*Jobs*:
- A) Copy the passage of the cable discussion below from "I also had some" to "Lief speaker cables.".
- B) Answer these questions from the cable discussion below, each in a few words.
(i) Which Kimber speaker cable did the first poster own for a few years?
(ii) What did the first poster prefer over bi-wiring?
(iii) Which carrier shipped the Piccolo's from Oregon?
- C) Continue the discussion thread about audio cables below from where it stops.

*Text to read*:
>>>
I like the dynamics and detail and articulation I hear from them.
I have a mix of new Leif Red Dawn speaker cables and 5 year old series interconnects such as Baldur and Heimdahl.
I've owned and tried a few Cardas cables, I thought the cheaper ones were a bit too fulsome and syrupy for me. The Cardas reference was quite good but I thought it had a very slight bluntness to the attack.
Basically I like the Nordost dynamics, life and snap. Not too sure if this is a sound effect or if it just exposes the transients inherent to a good recording. I did try some older Blue Heaven speaker cable and I did find that it did something to "lighten" the bass which I didn't like. This the same cable I used in a bi-wire mode...... I thought bi-wiring had this weird phasy midrange sound to it. I preferred jumpers, they sounded more natural.
I also had some Kimber 8TC speaker cable for a few years, while they sounded very good, they sounded muddy compared to the Red Dawn Lief speaker cables.
I suspect I must be some kind of treble head or something.............I prefer a very clear midrange and a nice sense of space plus great dynamics over all else.
Supposedly the newer Nordost, like the Lief series are less zippy and are warmer than the older series Nordost. Like I said earlier, I found the older Blue Heaven speaker cables to be somewhat bass light or bass shy.

Just for the record, I haven't tried any Nordost Power Cables.
One reviewer said the Nordost power cables can add that missing bass.

Cables are weird, they really shouldn't have a sound! But they do anyway.

Chris


----------



## El_Doug

NOTHING CHANGES, period.  If you do a true bi-wire with 2 sets of wires, you will have the same effect as increasing the wire gauge of a single wire.  Having more connectors soldered onto the same gauge wire doesn't change anything meaningful at all


----------



## Chris J

el_doug said:


> NOTHING CHANGES, period.  If you do a true bi-wire with 2 sets of wires, you will have the same effect as increasing the wire gauge of a single wire.  Having more connectors soldered onto the same gauge wire doesn't change anything meaningful at all




http://www.sonicdesign.se/biwire.html


----------



## Lenni

the Piccolo's arrived today. it was sent from Oregon, US, with DHL International (3/5 days) on Monday - that's pretty good considering it's go through customs and all.
<<<
*Listed entries*:
>>>
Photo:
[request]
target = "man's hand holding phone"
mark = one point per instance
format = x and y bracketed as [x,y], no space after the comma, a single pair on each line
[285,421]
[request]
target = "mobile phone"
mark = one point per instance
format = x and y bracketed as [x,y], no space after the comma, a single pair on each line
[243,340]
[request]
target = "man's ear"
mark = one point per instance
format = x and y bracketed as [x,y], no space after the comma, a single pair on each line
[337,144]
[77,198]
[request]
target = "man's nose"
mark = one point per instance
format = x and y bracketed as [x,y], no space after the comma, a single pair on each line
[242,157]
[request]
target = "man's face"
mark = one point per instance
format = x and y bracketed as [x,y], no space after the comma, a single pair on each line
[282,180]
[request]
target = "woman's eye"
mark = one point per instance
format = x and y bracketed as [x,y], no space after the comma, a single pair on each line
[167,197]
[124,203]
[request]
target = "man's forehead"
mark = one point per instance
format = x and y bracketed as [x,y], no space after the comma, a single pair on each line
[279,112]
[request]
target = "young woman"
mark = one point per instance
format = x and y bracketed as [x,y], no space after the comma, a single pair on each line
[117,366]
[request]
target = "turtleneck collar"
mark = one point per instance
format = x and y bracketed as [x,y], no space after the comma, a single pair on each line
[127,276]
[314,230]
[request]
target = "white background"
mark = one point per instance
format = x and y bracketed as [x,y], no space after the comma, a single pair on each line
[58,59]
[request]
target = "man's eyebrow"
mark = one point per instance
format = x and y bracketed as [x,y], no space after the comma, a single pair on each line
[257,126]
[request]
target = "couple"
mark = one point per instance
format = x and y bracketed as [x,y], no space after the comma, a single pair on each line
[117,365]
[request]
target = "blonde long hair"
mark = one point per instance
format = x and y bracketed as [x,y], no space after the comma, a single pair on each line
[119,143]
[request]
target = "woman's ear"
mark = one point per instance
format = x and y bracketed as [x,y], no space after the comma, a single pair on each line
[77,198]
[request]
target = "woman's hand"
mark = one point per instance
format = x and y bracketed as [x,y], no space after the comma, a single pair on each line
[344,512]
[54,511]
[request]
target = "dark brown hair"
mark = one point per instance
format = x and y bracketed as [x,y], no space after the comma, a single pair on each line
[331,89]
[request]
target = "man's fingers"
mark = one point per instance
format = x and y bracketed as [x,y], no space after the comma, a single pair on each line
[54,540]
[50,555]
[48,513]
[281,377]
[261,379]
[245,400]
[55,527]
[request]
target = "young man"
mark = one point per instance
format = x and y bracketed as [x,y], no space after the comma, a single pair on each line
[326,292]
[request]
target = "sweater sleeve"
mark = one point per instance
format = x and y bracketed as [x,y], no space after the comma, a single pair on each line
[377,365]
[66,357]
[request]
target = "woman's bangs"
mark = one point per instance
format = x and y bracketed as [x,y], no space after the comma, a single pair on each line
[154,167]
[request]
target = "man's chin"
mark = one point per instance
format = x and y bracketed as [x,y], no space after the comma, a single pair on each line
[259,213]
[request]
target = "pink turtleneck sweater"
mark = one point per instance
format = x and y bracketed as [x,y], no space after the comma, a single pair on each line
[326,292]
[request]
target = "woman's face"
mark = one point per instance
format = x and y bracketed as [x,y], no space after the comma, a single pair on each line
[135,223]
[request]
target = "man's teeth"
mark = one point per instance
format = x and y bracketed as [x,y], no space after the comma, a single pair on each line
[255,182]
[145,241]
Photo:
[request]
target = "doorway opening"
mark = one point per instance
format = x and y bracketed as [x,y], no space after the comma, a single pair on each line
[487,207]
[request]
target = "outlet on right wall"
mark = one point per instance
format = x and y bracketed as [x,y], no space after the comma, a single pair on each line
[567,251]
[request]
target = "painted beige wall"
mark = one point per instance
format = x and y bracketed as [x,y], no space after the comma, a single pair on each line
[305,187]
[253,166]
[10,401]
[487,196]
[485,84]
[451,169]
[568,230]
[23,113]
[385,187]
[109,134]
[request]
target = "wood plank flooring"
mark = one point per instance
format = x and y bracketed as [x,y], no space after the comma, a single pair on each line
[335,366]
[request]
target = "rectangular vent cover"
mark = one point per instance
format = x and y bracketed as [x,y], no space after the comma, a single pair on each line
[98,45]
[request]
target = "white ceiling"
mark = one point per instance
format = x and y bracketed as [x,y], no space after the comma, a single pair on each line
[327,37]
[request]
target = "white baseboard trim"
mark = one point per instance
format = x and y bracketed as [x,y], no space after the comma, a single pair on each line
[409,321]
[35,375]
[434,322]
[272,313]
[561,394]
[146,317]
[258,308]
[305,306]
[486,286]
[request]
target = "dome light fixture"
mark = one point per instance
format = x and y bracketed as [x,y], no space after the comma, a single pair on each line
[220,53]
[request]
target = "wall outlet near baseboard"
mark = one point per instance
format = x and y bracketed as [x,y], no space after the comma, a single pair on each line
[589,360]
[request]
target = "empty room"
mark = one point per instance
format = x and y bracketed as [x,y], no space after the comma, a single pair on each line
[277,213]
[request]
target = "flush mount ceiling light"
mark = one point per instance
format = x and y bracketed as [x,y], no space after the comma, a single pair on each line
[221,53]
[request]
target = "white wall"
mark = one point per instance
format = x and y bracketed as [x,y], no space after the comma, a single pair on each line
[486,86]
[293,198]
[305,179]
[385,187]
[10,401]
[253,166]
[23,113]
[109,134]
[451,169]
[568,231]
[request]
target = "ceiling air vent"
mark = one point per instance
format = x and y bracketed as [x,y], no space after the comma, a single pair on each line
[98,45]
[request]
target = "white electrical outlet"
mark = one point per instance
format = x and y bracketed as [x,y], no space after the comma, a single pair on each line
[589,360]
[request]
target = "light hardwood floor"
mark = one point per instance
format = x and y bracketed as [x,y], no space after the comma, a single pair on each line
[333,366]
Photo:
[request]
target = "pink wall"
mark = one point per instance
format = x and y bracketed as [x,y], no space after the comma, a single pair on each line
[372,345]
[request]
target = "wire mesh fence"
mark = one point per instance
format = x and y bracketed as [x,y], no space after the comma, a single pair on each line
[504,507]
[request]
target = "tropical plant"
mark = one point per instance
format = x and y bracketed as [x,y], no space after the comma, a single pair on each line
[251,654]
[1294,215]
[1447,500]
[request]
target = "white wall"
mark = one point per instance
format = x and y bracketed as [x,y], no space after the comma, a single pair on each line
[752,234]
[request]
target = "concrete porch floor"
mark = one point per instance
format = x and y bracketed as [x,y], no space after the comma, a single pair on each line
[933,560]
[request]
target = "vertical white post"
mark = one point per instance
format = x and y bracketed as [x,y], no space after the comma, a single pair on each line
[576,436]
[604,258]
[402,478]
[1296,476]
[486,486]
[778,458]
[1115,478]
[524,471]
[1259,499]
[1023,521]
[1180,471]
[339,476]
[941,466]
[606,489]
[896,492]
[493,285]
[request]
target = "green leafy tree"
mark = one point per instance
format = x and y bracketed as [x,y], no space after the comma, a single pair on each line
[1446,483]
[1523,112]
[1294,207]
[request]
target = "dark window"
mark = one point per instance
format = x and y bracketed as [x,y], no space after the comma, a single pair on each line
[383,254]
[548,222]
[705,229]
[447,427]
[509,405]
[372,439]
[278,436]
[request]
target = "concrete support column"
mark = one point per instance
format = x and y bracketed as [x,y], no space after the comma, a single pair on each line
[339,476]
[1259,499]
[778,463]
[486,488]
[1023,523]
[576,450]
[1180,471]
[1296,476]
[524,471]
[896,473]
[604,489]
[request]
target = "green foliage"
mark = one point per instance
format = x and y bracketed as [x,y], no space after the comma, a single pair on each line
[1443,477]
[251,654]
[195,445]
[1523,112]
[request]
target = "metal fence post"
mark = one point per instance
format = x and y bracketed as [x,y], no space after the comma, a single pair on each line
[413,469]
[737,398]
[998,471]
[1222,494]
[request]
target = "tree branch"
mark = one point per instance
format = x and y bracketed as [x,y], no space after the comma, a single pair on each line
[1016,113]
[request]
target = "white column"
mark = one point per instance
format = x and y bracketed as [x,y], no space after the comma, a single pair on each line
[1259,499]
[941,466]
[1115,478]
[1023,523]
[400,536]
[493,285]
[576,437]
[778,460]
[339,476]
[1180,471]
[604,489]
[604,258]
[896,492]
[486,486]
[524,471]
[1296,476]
<<<
*Answers to each task*:
- A)
I also had some Kimber 8TC speaker cable for a few years, while they sounded very good, they sounded muddy compared to the Red Dawn Lief speaker cables.

- B)
(i) The Kimber 8TC.
(ii) Jumpers.
(iii) DHL International.

- C)
   
  I took some photos in case someone was interested:
   
   
  
   
  
   
  I'm very, very pleased with the Diamond Piccolo's. this is as far as I can go with cables. it took a few tries but we got there in the end. I have no reason try any other cable.
   
  @Chris - I'm not that comfortable recommending cables, especially expensive ones, but if you ever get the chance to try the Diamond Piccolo's, I'd thoroughly recommend it.
   
  peace.


----------



## Chris J

Quote: 





lenni said:


> the Piccolo's arrived today. it was sent from Oregon, US, with DHL International (3/5 days) on Monday - that's pretty good considering it's go through customs and all.
> 
> I took some photos in case someone was interested:
> 
> ...


 
   
  recommending expensive cables...............I know what you mean!
  You really have to try them yourself!
   
  Let me know how the Cables work out for you!  PM me if you wish!
  Chris


----------



## joseph69

Quote: 





lenni said:


> the Piccolo's arrived today. it was sent from Oregon, US, with DHL International (3/5 days) on Monday - that's pretty good considering it's go through customs and all.
> 
> I took some photos in case someone was interested:
> 
> ...


 
  I verticaly bi-amped my vandersteen's with two identical (stereo amps), what a difference in sound, much more richer, fuller, sound, so each speaker now has it's own amplifier, well worth it. Nice cable's good luck!


----------



## Earbones

obobskivich said:


> The 2-to-4 cable thing is not true bi-wiring; it looks silly to be honest.
> 
> 
> 
> ...


 
 Yeah, 2-to-4 is true bi-wiring... You're thinking of either bi-amping or paired cables. Not to say it doesn't look silly, though.
  
 In my experience most people experience slightly better sound bi-wiring their speakers. This is not because bi-wiring has any sonic advantages, however... It's because modern higher-quality speakers generally have four terminals and come equipped with cheap brass or steel jumper tabs. Replacing those with any configuration of copper is going to clean things up a little. Bear in mind, when I say a little, I mean a _little_. None of these changes are much beyond negligible, but when you get into the world of speaker cables, that's the bar. People pay as much as $40,000 for ultra exotic high-end cables, just to see negligible differences. 
  
 At any rate, replacing the generally poor stock jumpers on your speakers with nice copper jumpers and single cables will give you the same benefits as bi-wiring.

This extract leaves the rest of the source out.